▶ [Exercise aim]: Return every line from the rows below that contains the string "riverbank", treating uppercase and lowercase as different.

▶ [Raw records]:
* begin *

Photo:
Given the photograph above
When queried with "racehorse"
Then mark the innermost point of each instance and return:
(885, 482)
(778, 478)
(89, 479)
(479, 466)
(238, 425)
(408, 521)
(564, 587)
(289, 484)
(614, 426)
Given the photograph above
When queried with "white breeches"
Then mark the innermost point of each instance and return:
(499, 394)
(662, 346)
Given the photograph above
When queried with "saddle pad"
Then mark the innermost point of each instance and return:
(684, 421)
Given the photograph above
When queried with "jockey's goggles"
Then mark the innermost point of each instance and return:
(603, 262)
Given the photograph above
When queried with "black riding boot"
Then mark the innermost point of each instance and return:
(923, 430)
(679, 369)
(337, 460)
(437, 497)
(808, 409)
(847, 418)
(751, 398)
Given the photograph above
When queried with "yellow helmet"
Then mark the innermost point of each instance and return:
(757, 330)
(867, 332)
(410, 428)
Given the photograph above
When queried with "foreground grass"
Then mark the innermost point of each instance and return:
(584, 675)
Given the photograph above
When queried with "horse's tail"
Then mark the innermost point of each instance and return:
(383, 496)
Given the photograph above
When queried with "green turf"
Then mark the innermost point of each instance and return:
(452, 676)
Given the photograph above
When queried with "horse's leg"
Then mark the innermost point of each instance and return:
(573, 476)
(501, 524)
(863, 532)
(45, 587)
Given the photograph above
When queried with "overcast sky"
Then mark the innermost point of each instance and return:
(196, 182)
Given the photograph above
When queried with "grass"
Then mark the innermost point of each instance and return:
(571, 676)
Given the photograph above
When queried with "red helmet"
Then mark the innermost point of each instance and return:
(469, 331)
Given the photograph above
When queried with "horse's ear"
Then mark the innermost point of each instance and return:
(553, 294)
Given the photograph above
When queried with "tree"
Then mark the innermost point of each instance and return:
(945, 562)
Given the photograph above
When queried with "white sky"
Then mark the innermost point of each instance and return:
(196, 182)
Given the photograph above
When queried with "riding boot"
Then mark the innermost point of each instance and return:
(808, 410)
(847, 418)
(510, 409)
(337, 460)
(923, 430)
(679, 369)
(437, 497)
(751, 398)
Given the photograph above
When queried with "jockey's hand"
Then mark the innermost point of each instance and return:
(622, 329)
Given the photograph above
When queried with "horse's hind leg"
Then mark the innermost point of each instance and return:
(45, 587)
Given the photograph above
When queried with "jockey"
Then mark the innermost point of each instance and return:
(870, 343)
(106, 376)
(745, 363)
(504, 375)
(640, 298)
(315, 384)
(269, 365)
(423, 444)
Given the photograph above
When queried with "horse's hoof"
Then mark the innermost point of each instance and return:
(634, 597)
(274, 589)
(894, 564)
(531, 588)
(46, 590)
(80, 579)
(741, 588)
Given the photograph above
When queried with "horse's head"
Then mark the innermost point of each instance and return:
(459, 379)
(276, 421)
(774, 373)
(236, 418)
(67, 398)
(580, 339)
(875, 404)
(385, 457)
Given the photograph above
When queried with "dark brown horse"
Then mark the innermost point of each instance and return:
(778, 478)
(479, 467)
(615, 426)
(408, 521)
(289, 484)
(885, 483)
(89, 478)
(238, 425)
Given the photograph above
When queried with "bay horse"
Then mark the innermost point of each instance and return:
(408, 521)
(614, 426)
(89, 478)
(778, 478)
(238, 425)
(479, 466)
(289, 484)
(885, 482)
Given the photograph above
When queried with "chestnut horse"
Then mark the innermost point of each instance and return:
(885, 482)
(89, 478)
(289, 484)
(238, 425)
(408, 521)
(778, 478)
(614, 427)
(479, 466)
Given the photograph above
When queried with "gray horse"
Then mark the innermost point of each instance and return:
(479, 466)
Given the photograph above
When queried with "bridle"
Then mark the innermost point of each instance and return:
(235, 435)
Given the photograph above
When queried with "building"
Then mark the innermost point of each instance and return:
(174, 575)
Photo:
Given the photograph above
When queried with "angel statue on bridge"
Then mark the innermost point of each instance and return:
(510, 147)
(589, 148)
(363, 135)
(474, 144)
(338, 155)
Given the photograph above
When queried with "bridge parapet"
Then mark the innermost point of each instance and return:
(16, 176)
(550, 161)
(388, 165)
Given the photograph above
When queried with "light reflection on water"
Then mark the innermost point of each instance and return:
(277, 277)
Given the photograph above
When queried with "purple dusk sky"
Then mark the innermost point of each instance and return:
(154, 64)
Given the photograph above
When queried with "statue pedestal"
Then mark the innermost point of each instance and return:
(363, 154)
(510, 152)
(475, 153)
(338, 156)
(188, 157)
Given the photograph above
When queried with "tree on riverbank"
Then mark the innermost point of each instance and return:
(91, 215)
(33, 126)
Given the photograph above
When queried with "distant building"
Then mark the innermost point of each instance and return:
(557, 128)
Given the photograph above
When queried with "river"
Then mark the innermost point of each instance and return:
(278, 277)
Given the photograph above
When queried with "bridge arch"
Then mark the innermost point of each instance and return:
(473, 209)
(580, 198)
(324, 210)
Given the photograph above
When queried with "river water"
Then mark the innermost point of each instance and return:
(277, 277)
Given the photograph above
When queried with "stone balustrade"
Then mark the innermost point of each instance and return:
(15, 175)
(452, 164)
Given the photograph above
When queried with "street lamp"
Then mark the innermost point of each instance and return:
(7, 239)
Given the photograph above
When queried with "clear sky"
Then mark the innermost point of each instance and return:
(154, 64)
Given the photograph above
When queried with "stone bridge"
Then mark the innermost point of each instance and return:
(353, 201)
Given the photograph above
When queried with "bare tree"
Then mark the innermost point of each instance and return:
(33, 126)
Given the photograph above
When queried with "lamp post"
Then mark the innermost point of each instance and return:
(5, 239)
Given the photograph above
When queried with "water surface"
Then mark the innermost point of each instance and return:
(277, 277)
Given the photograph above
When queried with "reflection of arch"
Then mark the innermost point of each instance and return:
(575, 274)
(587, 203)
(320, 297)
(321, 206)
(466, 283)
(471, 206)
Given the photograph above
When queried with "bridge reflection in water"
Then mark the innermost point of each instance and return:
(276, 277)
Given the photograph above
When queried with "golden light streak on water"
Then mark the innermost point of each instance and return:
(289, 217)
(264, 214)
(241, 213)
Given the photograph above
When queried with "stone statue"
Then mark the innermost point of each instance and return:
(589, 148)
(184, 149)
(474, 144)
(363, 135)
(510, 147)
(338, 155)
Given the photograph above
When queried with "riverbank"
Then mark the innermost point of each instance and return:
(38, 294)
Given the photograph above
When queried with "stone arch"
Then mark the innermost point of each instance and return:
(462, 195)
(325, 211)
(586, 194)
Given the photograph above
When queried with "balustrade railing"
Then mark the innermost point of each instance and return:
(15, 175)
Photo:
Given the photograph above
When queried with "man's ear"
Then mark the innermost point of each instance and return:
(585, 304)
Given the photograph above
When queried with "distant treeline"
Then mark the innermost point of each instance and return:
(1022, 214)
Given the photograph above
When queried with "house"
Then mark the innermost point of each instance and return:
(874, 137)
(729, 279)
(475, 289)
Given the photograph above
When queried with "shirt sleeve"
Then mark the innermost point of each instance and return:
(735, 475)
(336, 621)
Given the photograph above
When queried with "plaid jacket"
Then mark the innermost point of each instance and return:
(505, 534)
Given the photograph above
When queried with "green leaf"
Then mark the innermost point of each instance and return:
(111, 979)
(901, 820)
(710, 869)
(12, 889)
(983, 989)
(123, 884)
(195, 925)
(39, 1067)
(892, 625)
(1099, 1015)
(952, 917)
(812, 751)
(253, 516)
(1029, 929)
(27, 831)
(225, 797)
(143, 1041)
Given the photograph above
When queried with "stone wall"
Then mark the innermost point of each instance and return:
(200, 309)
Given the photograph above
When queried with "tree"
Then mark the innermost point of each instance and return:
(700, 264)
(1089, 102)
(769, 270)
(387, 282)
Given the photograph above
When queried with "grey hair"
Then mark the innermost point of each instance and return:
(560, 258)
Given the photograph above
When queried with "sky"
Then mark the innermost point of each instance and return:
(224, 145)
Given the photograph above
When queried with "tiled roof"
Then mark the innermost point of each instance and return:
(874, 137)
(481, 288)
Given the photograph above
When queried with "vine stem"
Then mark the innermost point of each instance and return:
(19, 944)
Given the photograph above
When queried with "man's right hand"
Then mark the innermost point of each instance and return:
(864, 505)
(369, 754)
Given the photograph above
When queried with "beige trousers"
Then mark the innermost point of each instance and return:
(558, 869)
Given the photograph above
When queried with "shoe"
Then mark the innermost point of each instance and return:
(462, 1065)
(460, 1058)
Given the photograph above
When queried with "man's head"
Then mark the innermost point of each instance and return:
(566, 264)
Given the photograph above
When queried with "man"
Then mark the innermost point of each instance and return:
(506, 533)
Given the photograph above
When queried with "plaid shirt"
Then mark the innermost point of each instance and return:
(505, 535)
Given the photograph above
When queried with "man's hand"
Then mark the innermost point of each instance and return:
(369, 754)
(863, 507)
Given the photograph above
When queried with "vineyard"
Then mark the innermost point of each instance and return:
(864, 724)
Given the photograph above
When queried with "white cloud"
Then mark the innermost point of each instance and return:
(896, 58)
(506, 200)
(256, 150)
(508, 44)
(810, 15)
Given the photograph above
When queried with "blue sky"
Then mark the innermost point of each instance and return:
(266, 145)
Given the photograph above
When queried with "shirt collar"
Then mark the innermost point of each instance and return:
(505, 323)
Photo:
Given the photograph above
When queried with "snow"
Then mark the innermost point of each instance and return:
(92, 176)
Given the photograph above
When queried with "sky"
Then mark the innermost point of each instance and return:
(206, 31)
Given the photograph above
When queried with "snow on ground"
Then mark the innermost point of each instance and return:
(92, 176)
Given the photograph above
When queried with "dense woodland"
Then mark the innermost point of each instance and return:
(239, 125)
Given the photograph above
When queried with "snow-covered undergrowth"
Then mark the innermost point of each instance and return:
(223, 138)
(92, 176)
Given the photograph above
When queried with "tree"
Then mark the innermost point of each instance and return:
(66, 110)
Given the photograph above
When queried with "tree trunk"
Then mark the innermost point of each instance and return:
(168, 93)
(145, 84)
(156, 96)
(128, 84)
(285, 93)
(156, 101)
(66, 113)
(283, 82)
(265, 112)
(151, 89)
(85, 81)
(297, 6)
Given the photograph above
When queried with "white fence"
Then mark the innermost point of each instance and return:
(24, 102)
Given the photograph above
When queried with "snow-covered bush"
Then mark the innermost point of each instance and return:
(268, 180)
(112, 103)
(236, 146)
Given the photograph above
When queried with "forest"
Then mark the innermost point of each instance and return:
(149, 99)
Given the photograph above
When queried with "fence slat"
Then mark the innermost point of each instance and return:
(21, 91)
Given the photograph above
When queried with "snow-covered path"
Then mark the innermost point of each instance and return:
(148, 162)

* end *

▶ [Result for this exercise]:
When queried with "tree on riverbank"
When queried with "riverbank"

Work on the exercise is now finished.